**Excerpted passage:**
Content starts
Conservatives move to fast-track aggravating factor for healthcare-worker assaults
Conservatives are demanding swift action to protect frontline healthcare workers, calling for the immediate passage of a bill that would make assaulting medical staff a factor in criminal sentencing.
Conservatives are demanding swift action to protect frontline healthcare workers, calling for the immediate passage of a bill that would make assaulting medical staff an “aggravating factor” in criminal sentencing.
During a press conference in Ottawa on Tuesday, Conservative health critic Dan Mazier and addictions critic Todd Doherty, along with healthcare worker advocates, called on Parliament to fast-track Bill S-233, An Act to Amend the Criminal Code (assault against persons who provide health services and first responders).
Doherty had introduced an identical bill in March 2023, which passed its third reading unanimously in the House of Commons in February 2024. Conservatives said the bill would have become law last Christmas had Parliament not been prorogued ahead of the federal election.
“Bill S-233 would require courts to treat an assault on a health care worker or a first responder as a more serious offence at sentencing. Right now, a nurse can be assaulted at work, and the justice system often treats it no differently than a bar fight. That is wrong,” Mazier said. “There is no excuse for delay. So today, we are calling on every member of Parliament from every party to put politics aside and fast-track this bill.”
Content ends
**What the task asks:**
Reproduce the article on healthcare-worker assaults word for word, starting at the words "During a press" and stopping after "the federal election.". The items that follow come from a source unrelated to the article.

**Provided information:**
Content starts
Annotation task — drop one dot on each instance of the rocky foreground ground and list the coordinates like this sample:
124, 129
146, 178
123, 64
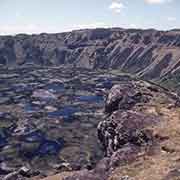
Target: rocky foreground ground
76, 124
140, 135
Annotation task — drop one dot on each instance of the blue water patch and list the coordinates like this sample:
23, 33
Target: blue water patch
46, 147
31, 108
32, 137
55, 87
90, 98
66, 112
107, 84
49, 147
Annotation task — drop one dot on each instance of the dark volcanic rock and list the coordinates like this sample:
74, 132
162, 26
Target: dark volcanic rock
123, 128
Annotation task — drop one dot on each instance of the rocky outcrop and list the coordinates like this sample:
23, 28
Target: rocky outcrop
147, 53
131, 134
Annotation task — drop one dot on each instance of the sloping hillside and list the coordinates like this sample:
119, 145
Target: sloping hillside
147, 53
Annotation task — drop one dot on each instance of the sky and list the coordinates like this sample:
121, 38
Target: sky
52, 16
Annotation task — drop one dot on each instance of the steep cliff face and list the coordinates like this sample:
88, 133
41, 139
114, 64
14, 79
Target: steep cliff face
147, 53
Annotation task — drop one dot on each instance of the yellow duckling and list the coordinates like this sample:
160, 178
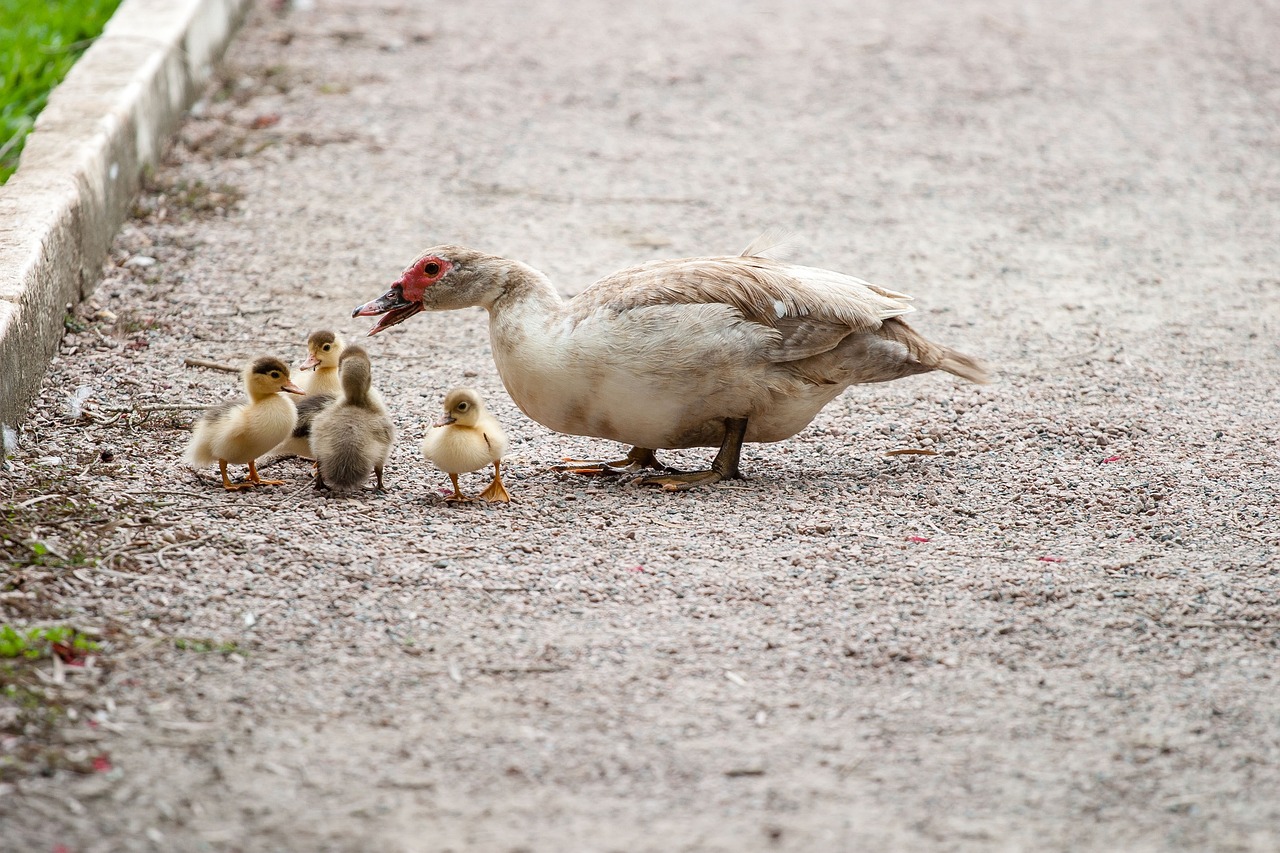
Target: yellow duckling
355, 434
466, 439
324, 351
240, 430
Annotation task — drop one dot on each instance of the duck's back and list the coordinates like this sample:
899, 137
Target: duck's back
661, 355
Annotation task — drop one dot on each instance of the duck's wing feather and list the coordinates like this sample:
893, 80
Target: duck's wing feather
808, 309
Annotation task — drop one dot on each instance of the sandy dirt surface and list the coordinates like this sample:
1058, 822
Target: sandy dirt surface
1059, 633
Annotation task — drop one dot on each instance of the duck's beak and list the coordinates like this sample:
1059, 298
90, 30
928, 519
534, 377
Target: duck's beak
393, 308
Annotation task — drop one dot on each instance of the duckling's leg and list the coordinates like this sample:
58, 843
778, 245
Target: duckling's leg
723, 466
638, 459
256, 480
227, 480
497, 491
457, 497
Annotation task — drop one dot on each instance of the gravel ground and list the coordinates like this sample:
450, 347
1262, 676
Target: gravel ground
1059, 633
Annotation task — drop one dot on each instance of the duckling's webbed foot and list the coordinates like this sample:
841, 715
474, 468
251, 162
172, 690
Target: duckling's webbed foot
636, 460
257, 480
496, 492
457, 497
227, 480
723, 466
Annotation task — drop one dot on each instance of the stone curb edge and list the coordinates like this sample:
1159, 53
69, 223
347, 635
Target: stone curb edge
82, 165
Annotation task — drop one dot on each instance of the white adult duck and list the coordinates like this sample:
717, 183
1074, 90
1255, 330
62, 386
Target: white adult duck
690, 352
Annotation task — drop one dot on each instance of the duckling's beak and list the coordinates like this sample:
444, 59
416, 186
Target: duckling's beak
392, 305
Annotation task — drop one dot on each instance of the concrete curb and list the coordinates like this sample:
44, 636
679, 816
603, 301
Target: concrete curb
82, 165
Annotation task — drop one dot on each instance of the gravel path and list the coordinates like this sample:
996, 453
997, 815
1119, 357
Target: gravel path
1059, 633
Content ends
**Solution:**
During a press conference in Ottawa on Tuesday, Conservative health critic Dan Mazier and addictions critic Todd Doherty, along with healthcare worker advocates, called on Parliament to fast-track Bill S-233, An Act to Amend the Criminal Code (assault against persons who provide health services and first responders).
Doherty had introduced an identical bill in March 2023, which passed its third reading unanimously in the House of Commons in February 2024. Conservatives said the bill would have become law last Christmas had Parliament not been prorogued ahead of the federal election.